◆ **Aim**
Edit the data below so that each occurrence of "on its own line" becomes "on a separate line", and leave everything else unchanged.

◆ **Records provided**
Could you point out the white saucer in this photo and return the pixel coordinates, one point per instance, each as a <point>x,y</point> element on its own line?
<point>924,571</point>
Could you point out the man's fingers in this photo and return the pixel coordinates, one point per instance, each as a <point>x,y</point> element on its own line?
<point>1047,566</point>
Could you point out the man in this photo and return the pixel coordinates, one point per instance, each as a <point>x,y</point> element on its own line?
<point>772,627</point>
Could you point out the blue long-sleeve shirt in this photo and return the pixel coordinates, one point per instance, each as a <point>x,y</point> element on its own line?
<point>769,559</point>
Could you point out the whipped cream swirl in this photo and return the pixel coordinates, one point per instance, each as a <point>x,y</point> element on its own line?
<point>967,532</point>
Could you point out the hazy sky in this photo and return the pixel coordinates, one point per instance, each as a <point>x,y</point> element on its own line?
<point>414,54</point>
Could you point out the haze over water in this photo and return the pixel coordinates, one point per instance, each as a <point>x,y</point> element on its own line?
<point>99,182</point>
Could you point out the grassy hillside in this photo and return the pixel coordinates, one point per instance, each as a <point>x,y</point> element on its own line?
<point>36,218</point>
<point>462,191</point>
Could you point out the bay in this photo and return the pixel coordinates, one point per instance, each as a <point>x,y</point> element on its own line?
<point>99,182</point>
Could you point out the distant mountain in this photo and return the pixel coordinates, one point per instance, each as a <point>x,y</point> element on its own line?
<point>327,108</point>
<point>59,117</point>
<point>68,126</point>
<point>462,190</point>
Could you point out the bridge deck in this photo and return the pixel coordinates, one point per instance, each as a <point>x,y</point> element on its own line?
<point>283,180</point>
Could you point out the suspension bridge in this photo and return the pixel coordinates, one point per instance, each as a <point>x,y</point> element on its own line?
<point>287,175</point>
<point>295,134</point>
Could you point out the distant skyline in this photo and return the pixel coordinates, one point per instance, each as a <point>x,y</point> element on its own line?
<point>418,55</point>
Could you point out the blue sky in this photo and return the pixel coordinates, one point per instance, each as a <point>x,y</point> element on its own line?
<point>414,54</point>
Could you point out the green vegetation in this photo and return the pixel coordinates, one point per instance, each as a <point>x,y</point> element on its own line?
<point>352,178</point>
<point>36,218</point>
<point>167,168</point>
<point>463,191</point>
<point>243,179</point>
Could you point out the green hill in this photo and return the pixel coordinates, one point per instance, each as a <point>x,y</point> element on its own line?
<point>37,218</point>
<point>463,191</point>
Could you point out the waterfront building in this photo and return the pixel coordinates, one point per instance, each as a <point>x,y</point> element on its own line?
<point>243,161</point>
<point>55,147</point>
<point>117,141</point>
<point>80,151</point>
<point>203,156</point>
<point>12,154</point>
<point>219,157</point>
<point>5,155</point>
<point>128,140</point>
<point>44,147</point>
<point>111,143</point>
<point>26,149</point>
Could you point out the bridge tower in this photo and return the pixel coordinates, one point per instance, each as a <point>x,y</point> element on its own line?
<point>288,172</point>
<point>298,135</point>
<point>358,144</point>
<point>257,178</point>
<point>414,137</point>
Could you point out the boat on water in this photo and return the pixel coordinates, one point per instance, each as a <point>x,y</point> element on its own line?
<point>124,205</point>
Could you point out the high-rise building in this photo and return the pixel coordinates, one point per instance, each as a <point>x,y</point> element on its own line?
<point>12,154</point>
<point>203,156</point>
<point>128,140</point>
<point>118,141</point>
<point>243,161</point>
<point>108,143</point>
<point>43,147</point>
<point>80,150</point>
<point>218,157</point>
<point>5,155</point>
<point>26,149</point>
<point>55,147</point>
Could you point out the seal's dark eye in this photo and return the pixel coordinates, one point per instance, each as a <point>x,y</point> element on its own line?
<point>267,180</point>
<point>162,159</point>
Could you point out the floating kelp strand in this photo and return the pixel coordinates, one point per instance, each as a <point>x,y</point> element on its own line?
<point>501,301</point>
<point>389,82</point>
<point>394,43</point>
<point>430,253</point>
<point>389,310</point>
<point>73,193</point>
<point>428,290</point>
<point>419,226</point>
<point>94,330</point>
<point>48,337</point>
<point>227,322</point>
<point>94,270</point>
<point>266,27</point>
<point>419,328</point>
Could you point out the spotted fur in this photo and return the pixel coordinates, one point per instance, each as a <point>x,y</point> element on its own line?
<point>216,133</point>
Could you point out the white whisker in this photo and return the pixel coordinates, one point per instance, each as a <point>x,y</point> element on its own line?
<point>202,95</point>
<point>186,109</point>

◆ **Worked solution**
Could you point out the white saucer in this photo and return the pixel coordinates, one point per instance, each as a <point>x,y</point> element on a separate line?
<point>924,571</point>
Could you point out the man's fingers in this photo and return the pixel coordinates, one point per instance, each as a <point>x,y</point> element on a separate line?
<point>1047,566</point>
Could you point out the man in this photo and return the pixel coordinates, one point per instance, each as a <point>x,y</point> element on a separate line?
<point>772,627</point>
Could you point out the blue long-sleeve shirt in this photo and return the pixel coordinates, one point per instance, each as a <point>x,y</point> element on a separate line?
<point>769,559</point>
Could you point out the whipped cream swirl in this photo and return the pixel coordinates, one point per instance, each as a <point>x,y</point> element on a separate line?
<point>967,532</point>
Could you point out the hazy sky in this photo and return the pixel coordinates, one point per instance, each as a <point>x,y</point> element on a separate line?
<point>414,54</point>
Could you point out the haze over water in this photo and return the pixel coordinates, one point per instance, each as a <point>x,y</point> element on a separate line?
<point>99,182</point>
Could you point out the grassy hillside in this photo and return the pixel coordinates, one point per instance, each as a <point>x,y</point> element on a separate line?
<point>36,218</point>
<point>462,191</point>
Could you point out the bay in this photo and return the pixel coordinates, one point per instance, each as a <point>x,y</point> element on a separate line?
<point>99,182</point>
Could you point out the distant mountain in this photo and return the pixel coordinates, one point per instance, each as a <point>x,y</point> element on a separate line?
<point>327,108</point>
<point>59,117</point>
<point>68,126</point>
<point>462,190</point>
Could you point out the bridge deck in this photo and return the pixel coordinates, one point per instance, each as a <point>x,y</point> element on a separate line?
<point>283,180</point>
Could you point out the suspension bridge in this photo and return the pixel coordinates, one point per instance, each as a <point>x,y</point> element on a separate line?
<point>287,175</point>
<point>295,134</point>
Could you point out the distant skyline in this photo and return the pixel coordinates, one point per instance, each as a <point>x,y</point> element on a separate line?
<point>418,55</point>
Could you point out the blue sky in this photo and return the pixel coordinates, one point per instance, each as a <point>x,y</point> element on a separate line?
<point>414,54</point>
Could you point out the green vegetation in this photo and return the pixel coordinates, one point per instance, each as a <point>x,y</point> element on a separate line?
<point>352,178</point>
<point>36,218</point>
<point>167,168</point>
<point>463,191</point>
<point>243,179</point>
Could you point out the green hill in this photo and return the pixel coordinates, one point per instance, each as a <point>x,y</point> element on a separate line?
<point>37,218</point>
<point>463,191</point>
Could you point out the waterfront building in this photo and return the pixel coordinates, one point per instance, each as a <point>x,y</point> element on a separate line?
<point>243,161</point>
<point>55,147</point>
<point>117,141</point>
<point>80,151</point>
<point>203,156</point>
<point>12,154</point>
<point>219,157</point>
<point>5,155</point>
<point>128,140</point>
<point>44,147</point>
<point>111,143</point>
<point>26,149</point>
Could you point out the bridge tower in this photo and return the pixel coordinates, one point per instance, each as a <point>x,y</point> element on a separate line?
<point>288,172</point>
<point>298,135</point>
<point>358,144</point>
<point>257,178</point>
<point>414,137</point>
Could you point out the boat on water in this photo and return the pixel coordinates, one point per instance, each as a <point>x,y</point> element on a separate line?
<point>124,205</point>
Could you point out the high-rise building in this photo and return the pixel coordinates, one point per instance, each as a <point>x,y</point> element on a separate line?
<point>12,154</point>
<point>203,156</point>
<point>128,140</point>
<point>118,141</point>
<point>243,161</point>
<point>108,143</point>
<point>43,147</point>
<point>80,150</point>
<point>218,157</point>
<point>5,155</point>
<point>26,149</point>
<point>55,147</point>
Could you point out the seal's dark eye in this photo and return the pixel coordinates, one point per instance, each as a <point>x,y</point> element on a separate line?
<point>267,180</point>
<point>162,159</point>
Could you point out the floating kelp strand in this photo and return the pixel coordinates, one point per instance, each as a <point>x,y</point> element on a separate line?
<point>501,301</point>
<point>389,82</point>
<point>394,43</point>
<point>430,253</point>
<point>389,310</point>
<point>73,193</point>
<point>428,290</point>
<point>419,226</point>
<point>94,330</point>
<point>48,337</point>
<point>227,322</point>
<point>94,270</point>
<point>266,27</point>
<point>419,328</point>
Could you point out the spotted fur in this photo and return the pixel coordinates, one point per instance, each as a <point>x,y</point> element on a separate line?
<point>216,133</point>
Could you point out the white whisker in this photo and return the pixel coordinates, one point per instance, each as a <point>x,y</point> element on a separate line?
<point>202,95</point>
<point>186,109</point>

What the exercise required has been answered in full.